(Image point annotation entries)
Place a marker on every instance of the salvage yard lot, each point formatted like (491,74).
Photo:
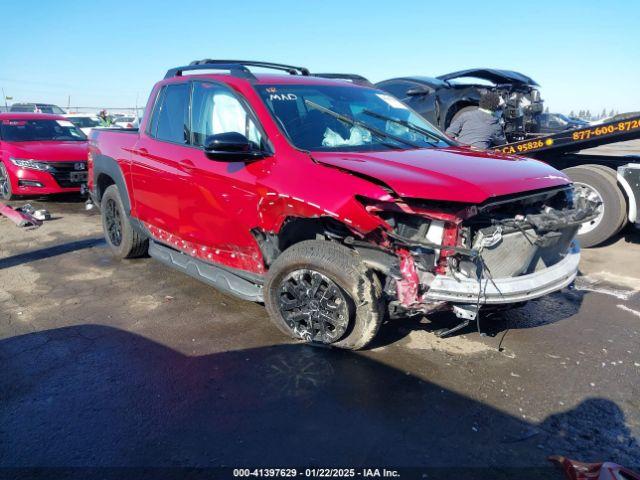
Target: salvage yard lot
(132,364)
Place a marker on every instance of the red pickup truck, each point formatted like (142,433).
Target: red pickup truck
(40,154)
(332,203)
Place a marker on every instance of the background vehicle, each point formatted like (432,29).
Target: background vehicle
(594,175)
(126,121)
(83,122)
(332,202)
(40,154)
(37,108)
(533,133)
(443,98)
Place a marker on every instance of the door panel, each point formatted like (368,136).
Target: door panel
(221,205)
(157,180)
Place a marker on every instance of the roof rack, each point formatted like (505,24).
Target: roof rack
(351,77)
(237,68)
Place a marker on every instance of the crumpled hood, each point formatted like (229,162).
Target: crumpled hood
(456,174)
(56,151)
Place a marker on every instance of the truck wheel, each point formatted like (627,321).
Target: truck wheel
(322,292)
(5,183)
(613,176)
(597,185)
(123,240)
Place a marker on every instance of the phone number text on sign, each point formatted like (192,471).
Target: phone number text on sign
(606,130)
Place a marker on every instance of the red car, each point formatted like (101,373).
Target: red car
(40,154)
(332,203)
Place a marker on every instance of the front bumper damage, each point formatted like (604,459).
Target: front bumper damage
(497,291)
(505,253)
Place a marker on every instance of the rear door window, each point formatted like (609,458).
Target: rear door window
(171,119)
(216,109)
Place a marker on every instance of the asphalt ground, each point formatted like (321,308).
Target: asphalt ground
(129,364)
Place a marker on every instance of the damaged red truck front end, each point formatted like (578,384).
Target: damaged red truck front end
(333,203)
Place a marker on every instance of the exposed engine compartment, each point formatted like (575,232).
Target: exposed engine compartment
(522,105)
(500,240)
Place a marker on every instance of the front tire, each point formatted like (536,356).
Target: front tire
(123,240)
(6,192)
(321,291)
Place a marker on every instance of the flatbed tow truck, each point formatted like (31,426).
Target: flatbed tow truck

• **Objective**: Retype the records word for word, from the line containing "Place a marker on every instance of the damaged" through the end of the records, including both that first line and the last one.

• **Output of the task**:
Place a marker on every instance of the damaged red truck front end, each point formatted like (578,384).
Target: damaged red truck front end
(333,203)
Place a marker on every instance of the exposed engine compartment, each point formatted like (575,232).
Target: exposed engine compartment
(522,105)
(500,240)
Place a marker on every instance of the front tire, each point formatted like (536,356).
Target: front tire
(123,240)
(6,192)
(321,291)
Place a marker on every instance of the flatbed tow truck, each point formatted like (31,426).
Target: flatbed tow truck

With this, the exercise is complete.